SOURCE TEXT |
People with dementia are almost twice as likely to have high rates of loneliness compared to the general public, a new survey has found, and people with dementia and carers are significantly more lonely than the general public.
The research, released at the start of Dementia Awareness Month in September, has sparked calls for greater awareness and understanding of dementia by the general public so people living with the condition feel less isolated and alone. There is an estimated 115,000 people with dementia in NSW, which is expected to grow to 128,500 people by 2020 and 272,000 by 2050.
Alzheimer’s Australia NSW CEO the Hon. John Watkins AM said, “The results of the survey, sadly, were not a surprise and highlighted the distress that impacts people living with dementia and their families and carers.”
“We believe a large part of that is because of the general lack of awareness and understanding of dementia, people simply don’t know how to interact with their friend or loved one with dementia.
“Treating people with the same respect, kindness, inclusiveness and thoughtfulness you always have is what makes a difference to them. They are still the same person – your parent, sibling, partner, relative, friend – as they were before the diagnosis. They just may need a little bit more time, understanding and support,” he added.
More than 1,500 people took part in the survey, including people with dementia, carers and members of the general public.
The survey also found that people with dementia report significantly fewer relationships than carers, who in turn have significantly fewer relationships than the general public. This was mainly due to friendships falling away, often leading to the experience of being socially isolated.
As well, people with dementia are more than twice as likely not to see any friends when compared with carers and the general public, were more than three times as likely not to have a confidant and were almost three times as likely not to have a friend to call on for help when compared with the general public.
“A diagnosis of dementia does not define a person. They are still the same person they have always been, and must be valued and treated as such. We, as a community, need to improve our understanding of dementia and start to treat people with the condition with the respect and dignity they deserve,” Mr. Watkins said.
People with dementia and carers are being encouraged to reach out for support either by calling Alzheimer’s Australia on the National Dementia Helpline on 1800 100 500 or heading to fightdementia.org.au.
Members of the general public are also being urged to find out more about dementia and increase their awareness and understanding of the condition.
“There are more than 353,000 Australians with dementia and an estimated 1.2 million people involved in the care of someone with dementia,” Mr Watkins said.
“It’s sad that people you know act differently towards you once you tell them about your condition [dementia]. Some avoid you so they don’t have to speak to you…yes, I have a condition but all I ask is people treat me the same…just give me a little time to take in what you’re saying and be patient with me, for I am still me,” one of the participants from the survey was quoted as saying.
Conducted by Alzheimer’s Australia, the survey was released to coincide with Dementia Awareness Month 2016.
For a copy of the survey and tips on how to support a person living with dementia to remain socially engaged, head to https://www.fightdementia.org.au/dementia-and-loneliness. Dementia Awareness Month 2016 was supported by financial assistance from the Australian Government and the NSW Government.
Alzheimer’s Australia NSW is the charity for people with dementia and their families and carers. As the peak body, it provides advocacy, support services, education and information. An estimated 353,800 people have dementia in Australia. This number is projected to reach more than half a million by 2030.

Recorded data
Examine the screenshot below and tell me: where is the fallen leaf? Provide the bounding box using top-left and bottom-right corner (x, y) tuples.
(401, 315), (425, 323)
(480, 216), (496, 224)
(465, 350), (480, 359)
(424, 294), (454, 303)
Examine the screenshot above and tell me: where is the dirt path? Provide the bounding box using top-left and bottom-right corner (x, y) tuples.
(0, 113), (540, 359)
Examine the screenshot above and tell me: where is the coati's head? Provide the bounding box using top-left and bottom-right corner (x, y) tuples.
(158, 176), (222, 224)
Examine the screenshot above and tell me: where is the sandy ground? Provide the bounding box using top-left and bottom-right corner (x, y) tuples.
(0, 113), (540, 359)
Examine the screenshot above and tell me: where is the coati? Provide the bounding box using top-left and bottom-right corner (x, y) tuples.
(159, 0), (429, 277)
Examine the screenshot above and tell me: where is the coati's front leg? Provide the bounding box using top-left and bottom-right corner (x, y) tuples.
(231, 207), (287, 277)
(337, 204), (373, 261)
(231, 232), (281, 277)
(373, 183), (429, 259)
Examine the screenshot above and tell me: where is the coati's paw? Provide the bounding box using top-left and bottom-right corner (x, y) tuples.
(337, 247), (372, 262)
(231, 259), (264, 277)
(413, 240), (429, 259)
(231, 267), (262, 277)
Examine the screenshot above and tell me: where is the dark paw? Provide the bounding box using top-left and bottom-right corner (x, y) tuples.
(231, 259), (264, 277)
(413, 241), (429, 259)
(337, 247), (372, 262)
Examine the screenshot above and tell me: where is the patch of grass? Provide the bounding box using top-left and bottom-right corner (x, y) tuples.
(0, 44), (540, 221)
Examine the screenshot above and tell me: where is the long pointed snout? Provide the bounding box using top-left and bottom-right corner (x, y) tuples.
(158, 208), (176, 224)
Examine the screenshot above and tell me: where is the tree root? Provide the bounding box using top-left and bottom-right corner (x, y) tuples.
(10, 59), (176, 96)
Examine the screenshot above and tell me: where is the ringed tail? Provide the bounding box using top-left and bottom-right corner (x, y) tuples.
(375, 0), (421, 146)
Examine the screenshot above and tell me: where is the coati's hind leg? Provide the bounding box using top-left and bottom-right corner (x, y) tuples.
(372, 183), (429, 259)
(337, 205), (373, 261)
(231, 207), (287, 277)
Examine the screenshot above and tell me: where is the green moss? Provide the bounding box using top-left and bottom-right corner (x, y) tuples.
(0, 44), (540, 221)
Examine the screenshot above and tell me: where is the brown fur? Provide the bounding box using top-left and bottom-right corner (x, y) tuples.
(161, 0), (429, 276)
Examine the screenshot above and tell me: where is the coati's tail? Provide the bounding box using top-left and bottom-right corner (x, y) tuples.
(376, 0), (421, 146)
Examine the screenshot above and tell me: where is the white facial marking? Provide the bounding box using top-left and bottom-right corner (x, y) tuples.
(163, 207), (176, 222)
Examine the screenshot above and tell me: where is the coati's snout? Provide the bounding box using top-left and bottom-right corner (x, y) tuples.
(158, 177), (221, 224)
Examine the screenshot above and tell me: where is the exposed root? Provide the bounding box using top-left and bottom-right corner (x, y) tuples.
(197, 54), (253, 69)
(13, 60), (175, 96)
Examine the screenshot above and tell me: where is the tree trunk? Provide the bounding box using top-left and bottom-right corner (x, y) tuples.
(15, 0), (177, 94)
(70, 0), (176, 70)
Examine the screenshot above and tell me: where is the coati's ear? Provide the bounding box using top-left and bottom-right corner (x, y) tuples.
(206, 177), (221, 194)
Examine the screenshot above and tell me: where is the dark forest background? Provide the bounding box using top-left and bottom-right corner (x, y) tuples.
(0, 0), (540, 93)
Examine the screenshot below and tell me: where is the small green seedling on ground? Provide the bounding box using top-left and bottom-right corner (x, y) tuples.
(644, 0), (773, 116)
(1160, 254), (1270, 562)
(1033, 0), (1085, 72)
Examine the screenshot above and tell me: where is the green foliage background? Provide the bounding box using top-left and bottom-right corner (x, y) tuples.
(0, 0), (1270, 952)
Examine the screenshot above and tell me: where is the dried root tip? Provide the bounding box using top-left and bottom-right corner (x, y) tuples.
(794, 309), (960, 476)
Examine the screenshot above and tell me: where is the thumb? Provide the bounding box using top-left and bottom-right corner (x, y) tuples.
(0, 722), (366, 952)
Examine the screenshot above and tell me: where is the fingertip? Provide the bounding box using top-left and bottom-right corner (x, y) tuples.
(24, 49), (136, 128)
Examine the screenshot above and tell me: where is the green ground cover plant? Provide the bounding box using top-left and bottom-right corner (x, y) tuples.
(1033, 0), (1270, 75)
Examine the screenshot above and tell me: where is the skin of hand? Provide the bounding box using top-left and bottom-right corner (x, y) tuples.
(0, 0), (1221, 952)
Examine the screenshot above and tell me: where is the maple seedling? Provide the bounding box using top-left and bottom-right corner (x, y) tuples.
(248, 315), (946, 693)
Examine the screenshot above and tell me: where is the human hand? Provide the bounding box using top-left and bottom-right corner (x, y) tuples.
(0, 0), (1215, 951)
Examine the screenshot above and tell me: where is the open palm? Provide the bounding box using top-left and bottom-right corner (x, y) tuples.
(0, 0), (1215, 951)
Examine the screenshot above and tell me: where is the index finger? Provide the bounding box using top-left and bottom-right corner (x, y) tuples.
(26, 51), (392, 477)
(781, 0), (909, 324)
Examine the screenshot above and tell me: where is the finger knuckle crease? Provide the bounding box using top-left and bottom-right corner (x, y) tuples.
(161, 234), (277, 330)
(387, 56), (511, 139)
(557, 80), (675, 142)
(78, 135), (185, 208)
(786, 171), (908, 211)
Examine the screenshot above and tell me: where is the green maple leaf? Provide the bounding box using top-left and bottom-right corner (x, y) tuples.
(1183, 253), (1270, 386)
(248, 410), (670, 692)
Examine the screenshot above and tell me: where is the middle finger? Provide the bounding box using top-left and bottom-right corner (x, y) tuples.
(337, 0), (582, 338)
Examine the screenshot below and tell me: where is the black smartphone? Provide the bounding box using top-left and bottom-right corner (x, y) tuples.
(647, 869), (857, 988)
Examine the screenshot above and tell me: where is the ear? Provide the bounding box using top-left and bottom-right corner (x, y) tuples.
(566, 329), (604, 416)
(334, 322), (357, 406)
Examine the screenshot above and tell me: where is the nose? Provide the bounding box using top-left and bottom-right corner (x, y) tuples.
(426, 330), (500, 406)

TASK DETAILS | Reproduce the passage of the dementia loneliness article between "More than 1,500" and "being socially isolated.", inclusive, word for word.

FINAL ANSWER |
More than 1,500 people took part in the survey, including people with dementia, carers and members of the general public.
The survey also found that people with dementia report significantly fewer relationships than carers, who in turn have significantly fewer relationships than the general public. This was mainly due to friendships falling away, often leading to the experience of being socially isolated.